## Record set
= = = = = = =

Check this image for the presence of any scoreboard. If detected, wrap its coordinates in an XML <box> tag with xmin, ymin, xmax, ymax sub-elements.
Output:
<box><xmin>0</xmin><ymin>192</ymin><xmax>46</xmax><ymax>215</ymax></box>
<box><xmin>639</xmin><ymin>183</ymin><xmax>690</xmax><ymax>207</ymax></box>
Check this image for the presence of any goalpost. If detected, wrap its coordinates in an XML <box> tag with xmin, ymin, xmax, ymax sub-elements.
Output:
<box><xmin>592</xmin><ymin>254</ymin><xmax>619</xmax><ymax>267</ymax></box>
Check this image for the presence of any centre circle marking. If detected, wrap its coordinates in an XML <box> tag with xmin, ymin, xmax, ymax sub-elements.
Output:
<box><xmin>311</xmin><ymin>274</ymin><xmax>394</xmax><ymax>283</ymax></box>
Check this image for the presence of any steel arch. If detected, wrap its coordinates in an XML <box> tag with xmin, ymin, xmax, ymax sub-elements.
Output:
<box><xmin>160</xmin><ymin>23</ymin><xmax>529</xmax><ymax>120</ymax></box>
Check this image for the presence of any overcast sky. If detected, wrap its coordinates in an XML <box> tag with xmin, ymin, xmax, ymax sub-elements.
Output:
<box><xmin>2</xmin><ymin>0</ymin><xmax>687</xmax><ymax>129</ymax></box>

= = = = = = =

## Set exercise
Edit the records above so that "wrap its coordinates" becomes "enclose its coordinates" wherever it occurs, and leave everything else unchanged.

## Task output
Check this image for the presence of any scoreboard. If detected, enclose its coordinates in an XML <box> tag with xmin, ymin, xmax, ymax sub-elements.
Output:
<box><xmin>0</xmin><ymin>192</ymin><xmax>46</xmax><ymax>215</ymax></box>
<box><xmin>639</xmin><ymin>183</ymin><xmax>690</xmax><ymax>207</ymax></box>
Check this image for the presence of any goalpost. If detected, enclose its coordinates in an XML <box> tag with xmin, ymin, xmax, ymax sub-elements.
Output:
<box><xmin>592</xmin><ymin>254</ymin><xmax>619</xmax><ymax>267</ymax></box>
Check this image for the presence of any centre circle marking. If detected, enclose its coordinates in an XML <box> tag with xmin, ymin, xmax, ymax sub-elements.
Output:
<box><xmin>311</xmin><ymin>274</ymin><xmax>394</xmax><ymax>283</ymax></box>
Check this image for the presence of any steel arch. If detected, enclose its coordinates in an XML <box> tag with xmin, ymin, xmax, ymax sub-elements.
Output:
<box><xmin>160</xmin><ymin>23</ymin><xmax>529</xmax><ymax>120</ymax></box>
Check this image for the presence of any overcast sky. If detected, enclose its coordinates in an XML <box> tag with xmin, ymin, xmax, ymax sub-elements.
Output:
<box><xmin>2</xmin><ymin>0</ymin><xmax>687</xmax><ymax>129</ymax></box>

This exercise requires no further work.